TASK ▸
Every entry is to be printed again precisely as given.

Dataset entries
________________________

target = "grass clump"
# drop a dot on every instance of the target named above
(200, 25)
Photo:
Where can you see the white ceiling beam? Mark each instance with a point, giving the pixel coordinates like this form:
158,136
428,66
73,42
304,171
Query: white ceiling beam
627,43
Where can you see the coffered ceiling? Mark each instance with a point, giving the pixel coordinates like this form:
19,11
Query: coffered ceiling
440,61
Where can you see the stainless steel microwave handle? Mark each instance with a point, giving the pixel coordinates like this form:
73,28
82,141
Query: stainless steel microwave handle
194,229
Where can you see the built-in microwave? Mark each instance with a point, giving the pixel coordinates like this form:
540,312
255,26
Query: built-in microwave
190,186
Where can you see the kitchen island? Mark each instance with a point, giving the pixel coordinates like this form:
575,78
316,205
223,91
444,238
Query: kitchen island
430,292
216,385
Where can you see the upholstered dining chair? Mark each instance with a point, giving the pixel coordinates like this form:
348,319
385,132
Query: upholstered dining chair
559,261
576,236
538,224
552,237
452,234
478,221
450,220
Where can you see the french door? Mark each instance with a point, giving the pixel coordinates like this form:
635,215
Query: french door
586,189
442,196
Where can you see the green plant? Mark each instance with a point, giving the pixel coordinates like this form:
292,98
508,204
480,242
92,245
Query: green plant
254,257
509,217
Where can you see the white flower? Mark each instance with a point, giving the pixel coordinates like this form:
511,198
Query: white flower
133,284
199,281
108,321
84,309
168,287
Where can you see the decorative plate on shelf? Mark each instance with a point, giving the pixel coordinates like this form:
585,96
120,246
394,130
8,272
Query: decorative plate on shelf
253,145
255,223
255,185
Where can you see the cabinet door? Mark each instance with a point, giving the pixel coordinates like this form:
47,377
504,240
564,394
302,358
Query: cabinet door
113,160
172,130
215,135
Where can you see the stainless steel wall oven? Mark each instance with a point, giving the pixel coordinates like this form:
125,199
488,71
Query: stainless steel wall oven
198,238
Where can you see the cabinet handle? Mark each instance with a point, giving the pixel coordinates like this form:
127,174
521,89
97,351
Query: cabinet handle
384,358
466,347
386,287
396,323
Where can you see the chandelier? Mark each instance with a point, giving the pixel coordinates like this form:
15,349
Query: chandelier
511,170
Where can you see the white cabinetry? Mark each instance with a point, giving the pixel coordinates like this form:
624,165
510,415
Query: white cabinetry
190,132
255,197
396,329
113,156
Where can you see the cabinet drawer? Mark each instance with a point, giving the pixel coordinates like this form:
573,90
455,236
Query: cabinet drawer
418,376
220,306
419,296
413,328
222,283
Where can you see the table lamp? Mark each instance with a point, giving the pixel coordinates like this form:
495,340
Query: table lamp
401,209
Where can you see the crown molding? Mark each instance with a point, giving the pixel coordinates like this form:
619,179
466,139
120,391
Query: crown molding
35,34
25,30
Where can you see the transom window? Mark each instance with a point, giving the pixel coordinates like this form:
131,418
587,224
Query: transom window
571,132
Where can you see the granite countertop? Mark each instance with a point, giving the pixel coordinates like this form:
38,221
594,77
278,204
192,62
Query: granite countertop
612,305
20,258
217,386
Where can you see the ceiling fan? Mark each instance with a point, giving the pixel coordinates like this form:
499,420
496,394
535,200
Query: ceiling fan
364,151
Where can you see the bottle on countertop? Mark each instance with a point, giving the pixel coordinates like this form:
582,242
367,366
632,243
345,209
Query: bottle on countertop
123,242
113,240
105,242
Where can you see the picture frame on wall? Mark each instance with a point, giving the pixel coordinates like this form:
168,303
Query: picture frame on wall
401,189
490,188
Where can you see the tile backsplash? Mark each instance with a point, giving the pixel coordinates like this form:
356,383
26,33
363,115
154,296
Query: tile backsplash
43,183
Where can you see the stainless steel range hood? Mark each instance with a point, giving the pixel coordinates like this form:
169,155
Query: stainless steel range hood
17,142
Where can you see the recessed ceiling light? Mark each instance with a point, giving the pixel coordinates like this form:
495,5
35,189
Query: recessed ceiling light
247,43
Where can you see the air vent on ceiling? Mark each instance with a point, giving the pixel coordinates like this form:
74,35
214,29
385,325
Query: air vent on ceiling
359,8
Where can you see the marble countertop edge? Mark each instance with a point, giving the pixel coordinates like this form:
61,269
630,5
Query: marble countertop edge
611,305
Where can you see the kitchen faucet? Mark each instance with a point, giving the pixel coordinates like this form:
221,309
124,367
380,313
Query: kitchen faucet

________________________

WRITTEN RESPONSE ▸
target = "grass clump"
# drop a dot on every instance of the target named above
(200, 25)
Photo:
Where can you see the white ceiling beam? Mark each instance with a point, giving the pixel coordinates like this form:
158,136
428,66
73,42
304,171
Query: white ceiling beam
627,43
Where can you see the coffered ceiling? Mark each instance with a point, giving the pixel coordinates like this form:
19,11
Query: coffered ceiling
440,61
Where can you see the stainless steel microwave handle? Mark each instance with a point, giving the pixel coordinates like this form:
73,28
82,141
Query: stainless steel microwave handle
194,229
Where can you see the built-in microwave? Mark each instance with a point, giving the pixel coordinates like this form:
540,312
255,26
Query: built-in microwave
190,186
Where can you see the kitchen island? Mark each instance with a point, giving the pixel coordinates like this form:
575,78
316,205
223,91
444,238
Query: kitchen island
430,292
216,385
Where can you see the upholstered dining chair? Mark each instance with a point, giving the pixel coordinates like this form:
348,319
385,132
Query: upholstered dining chair
559,261
576,236
538,224
552,237
452,234
478,221
450,220
Where can you see the french door? Mark each instance with a point, giving the pixel coordinates like this form:
635,215
Query: french door
586,189
442,196
Where can you see the green plant? Mark each instance with a point, giving the pixel coordinates like this form:
292,98
508,204
480,242
92,245
Query: green plant
254,257
509,217
Where can you see the white flower? Mark each instance with a point, giving the pixel coordinates like this form:
511,198
Query: white flower
133,284
199,281
108,321
84,309
168,287
Where can you see the decorative plate on shelf? Mark each instance with a point, giving the pixel coordinates like this form:
585,96
120,246
394,130
8,272
Query: decorative plate on shelf
253,145
255,223
255,185
Where can you see the cabinet door? Mark each instance with a point, giving the pixel coordinates like this form:
47,377
504,240
564,394
302,358
Query: cabinet door
113,160
172,130
215,135
Where can you see the stainless steel wall oven? Mark each instance with a point, giving the pixel coordinates like this form:
125,199
488,71
Query: stainless steel wall oven
198,238
Where can you see the cabinet handle? Mark each instance with a point, giving the pixel coordinates like this form:
127,174
521,89
97,351
Query: cabinet handle
384,358
466,347
386,287
396,323
Where can you see the chandelier? Mark each instance with a point, giving the pixel coordinates like this form:
15,349
Query: chandelier
511,170
Where can you see the white cabinetry? Mark each instance with a point, giving the pixel coordinates like this form:
624,165
510,415
Query: white cabinetry
190,132
255,197
396,329
113,156
Where can you see the cabinet drawer? Mark each instance with a point, giving the pixel coordinates like this form:
573,90
455,236
Query: cabinet drawer
418,376
220,306
419,296
413,328
222,283
Where can you see the table lamp? Mark each instance with a point, giving the pixel coordinates like this form:
495,340
Query: table lamp
401,209
Where can you see the crown molding? Mark each instance with a point, giving the pixel coordinates like this form:
619,179
466,139
120,391
Query: crown molding
35,34
25,30
Where can you see the transom window? Mark each instance with a point, giving the pixel coordinates like this form:
131,418
587,224
Query: transom window
571,132
Where can you see the granite countertop? Mark each instance with a point, giving the pixel coordinates like this form:
38,221
594,77
278,204
192,62
Query: granite countertop
612,305
20,258
217,386
Where can you see the ceiling fan? Mark each instance with a point, giving the pixel coordinates like this form:
499,420
496,394
535,200
Query: ceiling fan
364,151
Where can you see the bottle on countertop? Mark each instance with a point, giving the pixel coordinates like this form:
582,242
367,366
632,243
345,209
Query: bottle on countertop
123,242
113,240
105,242
Where can you see the picture frame on wall? Mark each instance with a point, giving the pixel coordinates like this form:
168,303
Query: picture frame on wall
401,189
490,188
Where can you see the tile backsplash? Mark each instance with a point, giving the pixel coordinates like this form:
356,383
26,33
363,115
154,296
Query: tile backsplash
43,183
Where can you see the stainless steel range hood? Mark each instance with a point, giving the pixel coordinates like this form:
169,155
Query: stainless steel range hood
17,142
Where can you see the recessed ceiling light? Mark each instance with a point, giving the pixel coordinates like this form:
495,5
35,189
Query: recessed ceiling light
247,43
Where can you see the air vent on ceiling? Mark each instance with a point, giving the pixel coordinates like this form:
74,35
214,29
385,325
Query: air vent on ceiling
359,8
Where can you see the marble countertop edge? Mark each instance with a point, giving the pixel coordinates like this form:
61,269
630,5
Query: marble countertop edge
611,305
Where can you see the kitchen faucet? Mark each instance with a point, giving the pixel coordinates like this form:
221,309
124,367
380,313
Query: kitchen faucet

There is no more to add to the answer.